[Collected data]
::::
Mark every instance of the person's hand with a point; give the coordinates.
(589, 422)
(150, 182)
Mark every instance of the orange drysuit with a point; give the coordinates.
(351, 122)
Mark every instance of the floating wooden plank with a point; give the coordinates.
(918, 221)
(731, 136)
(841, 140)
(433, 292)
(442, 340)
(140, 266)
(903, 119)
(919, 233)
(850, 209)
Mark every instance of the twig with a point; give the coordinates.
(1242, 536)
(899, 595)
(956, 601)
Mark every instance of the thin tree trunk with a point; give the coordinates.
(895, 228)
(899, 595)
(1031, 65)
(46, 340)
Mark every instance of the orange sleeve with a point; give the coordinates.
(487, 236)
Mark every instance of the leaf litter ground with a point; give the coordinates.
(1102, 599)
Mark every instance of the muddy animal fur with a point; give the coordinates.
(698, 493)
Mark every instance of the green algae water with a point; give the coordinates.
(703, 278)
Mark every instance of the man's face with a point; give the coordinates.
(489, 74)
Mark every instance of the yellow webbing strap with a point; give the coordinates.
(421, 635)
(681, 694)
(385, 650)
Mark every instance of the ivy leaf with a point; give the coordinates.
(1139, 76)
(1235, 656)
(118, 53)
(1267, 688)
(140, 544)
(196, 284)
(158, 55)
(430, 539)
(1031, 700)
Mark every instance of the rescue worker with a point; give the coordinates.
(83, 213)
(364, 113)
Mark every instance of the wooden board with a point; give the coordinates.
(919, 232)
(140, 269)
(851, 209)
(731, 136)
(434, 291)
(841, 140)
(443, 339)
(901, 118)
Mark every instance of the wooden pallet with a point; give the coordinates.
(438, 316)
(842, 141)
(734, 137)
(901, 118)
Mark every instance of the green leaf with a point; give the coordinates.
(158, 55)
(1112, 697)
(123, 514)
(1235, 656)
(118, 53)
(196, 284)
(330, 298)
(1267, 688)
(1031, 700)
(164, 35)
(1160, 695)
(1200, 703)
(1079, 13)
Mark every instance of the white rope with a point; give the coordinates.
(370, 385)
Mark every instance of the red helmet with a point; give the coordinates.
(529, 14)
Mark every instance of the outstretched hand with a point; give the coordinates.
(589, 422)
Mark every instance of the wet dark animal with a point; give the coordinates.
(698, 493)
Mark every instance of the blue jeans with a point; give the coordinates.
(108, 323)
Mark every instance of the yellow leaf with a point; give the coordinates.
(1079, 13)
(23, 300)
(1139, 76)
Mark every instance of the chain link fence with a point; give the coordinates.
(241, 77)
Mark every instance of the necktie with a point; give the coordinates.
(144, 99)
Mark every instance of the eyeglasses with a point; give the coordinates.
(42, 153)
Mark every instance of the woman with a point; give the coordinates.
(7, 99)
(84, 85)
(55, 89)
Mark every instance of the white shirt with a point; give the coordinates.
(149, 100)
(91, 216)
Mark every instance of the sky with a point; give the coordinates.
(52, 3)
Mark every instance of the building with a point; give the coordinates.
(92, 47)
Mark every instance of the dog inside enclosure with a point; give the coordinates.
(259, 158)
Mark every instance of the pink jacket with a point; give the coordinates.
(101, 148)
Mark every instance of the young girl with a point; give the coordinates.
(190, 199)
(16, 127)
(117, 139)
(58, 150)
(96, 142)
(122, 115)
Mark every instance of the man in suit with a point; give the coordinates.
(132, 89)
::::
WHAT YOU NEED TO DO:
Copy all the lines, exactly.

EXERCISE SOLUTION:
Mark every instance of the person's hand with a point; give the coordinates.
(589, 422)
(150, 182)
Mark every instance of the orange drysuit with a point; give the coordinates.
(351, 122)
Mark every instance of the floating wooden plank with a point; give the coordinates.
(918, 221)
(731, 136)
(841, 140)
(433, 292)
(442, 340)
(140, 266)
(903, 119)
(919, 233)
(850, 209)
Mark every instance of the twig with a point; give the coordinates.
(1242, 536)
(899, 595)
(956, 601)
Mark every instance of the thin tree trunk with a point; give the coordinates.
(895, 228)
(899, 595)
(1031, 65)
(46, 340)
Mark every instance of the orange sleeve with a point; give the coordinates.
(487, 236)
Mark every instance of the leaf litter ground with a point; give the coordinates.
(1102, 599)
Mark every instance of the muddy animal fur with a point; give the coordinates.
(698, 493)
Mark every instance of the green algae water with a point; give the coordinates.
(703, 278)
Mark every instance of the man's face with a point; give the coordinates.
(489, 74)
Mark every instance of the yellow webbing strap with a point; give the coordinates.
(421, 635)
(681, 694)
(385, 650)
Mark every instance of the ivy leaf with a point; give the coordinates.
(1139, 76)
(1235, 656)
(118, 53)
(1267, 688)
(140, 544)
(196, 284)
(158, 55)
(430, 539)
(1031, 700)
Mark every instance of the rescue worker with a point; give the coordinates.
(83, 213)
(364, 113)
Mark every instance of the wooden board with a point; give the coordinates.
(919, 232)
(140, 269)
(851, 209)
(731, 136)
(434, 291)
(841, 140)
(443, 339)
(901, 118)
Mark every instance of the wooden pallet with a point; give the coordinates.
(438, 316)
(842, 141)
(734, 137)
(901, 118)
Mark every instance of the green leaf with a point; give the coordinates.
(158, 55)
(1112, 697)
(123, 514)
(1235, 656)
(118, 53)
(196, 284)
(330, 298)
(1267, 688)
(1031, 700)
(164, 35)
(1160, 695)
(1200, 703)
(1079, 13)
Mark every instance of the white rope with a point; give the coordinates.
(370, 385)
Mark every instance of the red helmet with a point; give the coordinates.
(529, 14)
Mark every instance of the outstretched hand with a point; give the coordinates.
(589, 422)
Mark every instance of the wet dark animal with a point; give the coordinates.
(698, 493)
Mark every instance of the blue jeans with a point; give the coordinates.
(108, 323)
Mark every instance of the yellow leaf with a point; give the coordinates.
(1079, 13)
(23, 300)
(1139, 76)
Mark every instance of the chain link fence with a point; give the coordinates.
(241, 77)
Mark every instance of the necktie with a point; give the coordinates.
(144, 99)
Mark every instance of the eyeglasses with a point; give the coordinates.
(42, 153)
Mark every instance of the woman with a point; give the coordinates.
(7, 99)
(84, 85)
(55, 89)
Mark every instance of the white shirt with a point; give the coordinates.
(149, 100)
(91, 216)
Mark every instance of the sky with a point; give the coordinates.
(52, 3)
Mark every instance of the building with a point; give the coordinates.
(92, 47)
Mark every instance of the dog inside enclosure with a point; give the coordinates.
(259, 158)
Mark every instance of the pink jacket with a point; give the coordinates.
(101, 148)
Mark every instance of the young girl with a point; give the coordinates.
(190, 199)
(16, 127)
(117, 139)
(58, 150)
(96, 142)
(122, 115)
Mark every instance of the man in suit with a point; give the coordinates.
(132, 89)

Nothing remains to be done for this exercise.